[An excerpt from a dataset]
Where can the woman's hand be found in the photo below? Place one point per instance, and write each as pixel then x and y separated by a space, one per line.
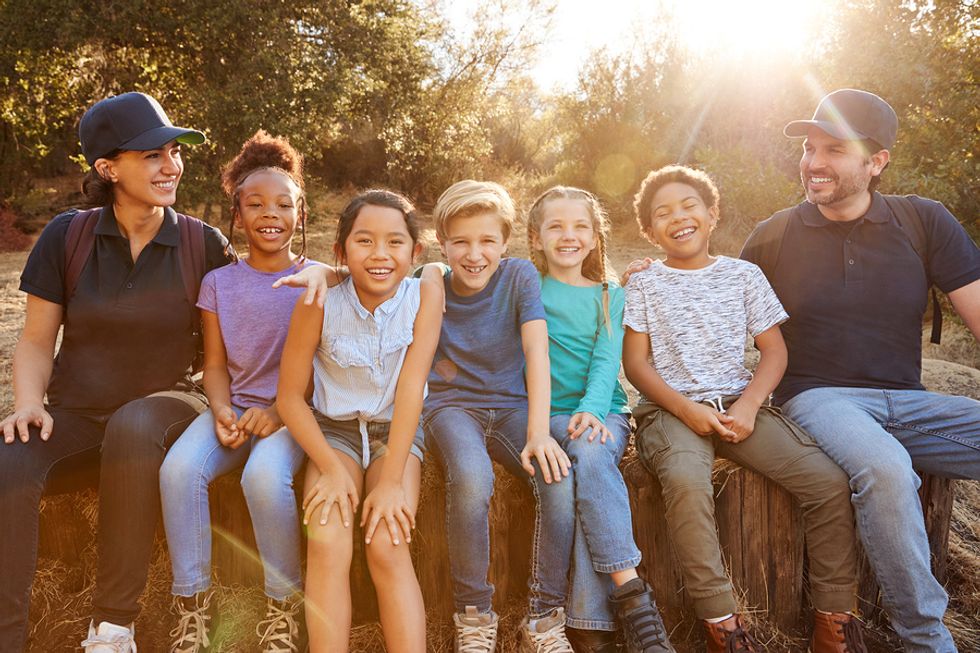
pixel 30 415
pixel 387 502
pixel 262 422
pixel 551 457
pixel 581 422
pixel 333 486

## [The request]
Render every line of the records above as a numbered list, skipping blank lines. Leave the pictures out.

## [Written answer]
1. Where can the woman's hand be found in the photo below? Place one point per instance, and write each as pixel then x and y separated by a space, one per line.
2. pixel 30 415
3. pixel 387 502
4. pixel 262 422
5. pixel 551 457
6. pixel 581 422
7. pixel 333 486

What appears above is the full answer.